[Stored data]
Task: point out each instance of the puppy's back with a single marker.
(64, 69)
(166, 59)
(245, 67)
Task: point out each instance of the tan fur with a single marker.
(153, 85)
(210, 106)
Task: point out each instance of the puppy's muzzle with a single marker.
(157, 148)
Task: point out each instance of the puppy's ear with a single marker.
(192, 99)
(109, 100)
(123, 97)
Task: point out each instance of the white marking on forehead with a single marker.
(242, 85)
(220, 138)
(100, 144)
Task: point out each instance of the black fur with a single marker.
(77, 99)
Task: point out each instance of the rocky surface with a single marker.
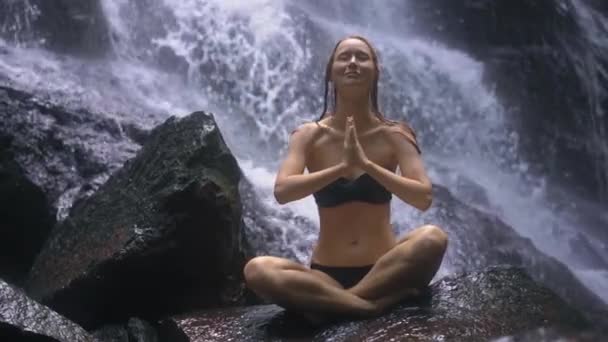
(22, 319)
(68, 153)
(474, 307)
(162, 235)
(66, 26)
(552, 334)
(26, 217)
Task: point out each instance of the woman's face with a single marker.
(353, 65)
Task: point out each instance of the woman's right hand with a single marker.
(354, 156)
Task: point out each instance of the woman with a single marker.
(358, 267)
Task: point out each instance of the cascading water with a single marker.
(258, 66)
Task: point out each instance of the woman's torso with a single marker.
(353, 233)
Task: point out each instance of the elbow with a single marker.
(279, 195)
(426, 201)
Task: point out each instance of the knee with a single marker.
(256, 271)
(433, 238)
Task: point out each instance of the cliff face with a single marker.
(65, 26)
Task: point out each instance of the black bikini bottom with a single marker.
(348, 276)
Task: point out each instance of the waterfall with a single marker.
(258, 65)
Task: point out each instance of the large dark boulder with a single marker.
(26, 218)
(67, 153)
(22, 319)
(67, 26)
(475, 306)
(162, 235)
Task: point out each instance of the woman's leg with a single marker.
(406, 268)
(298, 288)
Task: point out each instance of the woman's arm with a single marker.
(413, 185)
(291, 184)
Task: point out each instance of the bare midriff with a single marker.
(353, 234)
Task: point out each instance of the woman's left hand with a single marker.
(355, 155)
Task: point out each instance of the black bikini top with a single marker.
(364, 188)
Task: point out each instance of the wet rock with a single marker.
(551, 334)
(162, 235)
(23, 319)
(26, 218)
(476, 306)
(136, 330)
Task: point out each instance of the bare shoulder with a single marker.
(399, 133)
(305, 131)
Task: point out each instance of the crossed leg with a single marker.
(404, 269)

> **Task goal**:
Leaving the images out, print the records above exactly.

> **Problem solution**:
Task: point out each instance of the puppy's back with a single marker.
(64, 69)
(166, 59)
(245, 67)
Task: point out each instance of the tan fur with a single marker.
(153, 85)
(210, 106)
Task: point out each instance of the puppy's muzzle with a single marker.
(157, 148)
Task: point out each instance of the puppy's ear with a single marker.
(192, 99)
(109, 100)
(123, 97)
Task: point out each instance of the white marking on forehead with a single marker.
(242, 85)
(220, 138)
(100, 144)
Task: point out each instance of the black fur with a single marker.
(77, 99)
Task: point out each instance of the rocky surface with a single marker.
(22, 319)
(68, 153)
(474, 307)
(162, 235)
(66, 26)
(552, 334)
(26, 217)
Task: point out each instance of the woman's face with a single marker.
(353, 65)
Task: point out each instance of the woman's right hand with a single marker.
(354, 156)
Task: point out each instance of the woman with a single marker.
(358, 267)
Task: point out each instance of the cascading water with a single marker.
(258, 66)
Task: point out each instance of the woman's torso with a single marker.
(353, 233)
Task: point out each instance of the elbow with a single marker.
(279, 195)
(426, 201)
Task: point out each instance of the knee with a single marker.
(256, 271)
(433, 238)
Task: point out each instance of the cliff face with a single marker.
(65, 26)
Task: point out each instance of the black bikini bottom with a single marker.
(348, 276)
Task: point out each instance of the waterfall with a single marker.
(258, 65)
Task: point out each instance of the large dark boulder with a single marker.
(26, 218)
(67, 153)
(22, 319)
(67, 26)
(475, 306)
(162, 235)
Task: point out each instance of the woman's leg with a single marker.
(406, 268)
(298, 288)
Task: point out each instance of the woman's arm with a single marker.
(413, 185)
(291, 184)
Task: point out each instance of the bare midriff with a single marker.
(353, 234)
Task: point out each instance of the woman's left hand with a single marker.
(355, 155)
Task: point out each instance of the black bikini top with a single marker.
(364, 188)
Task: point out each instance of the wet rock with a single marker.
(551, 334)
(162, 235)
(23, 319)
(26, 218)
(476, 306)
(136, 330)
Task: point out each instance of the bare shoulder with a single marker.
(399, 133)
(305, 131)
Task: point out each instance of the crossed leg with a single marker.
(404, 269)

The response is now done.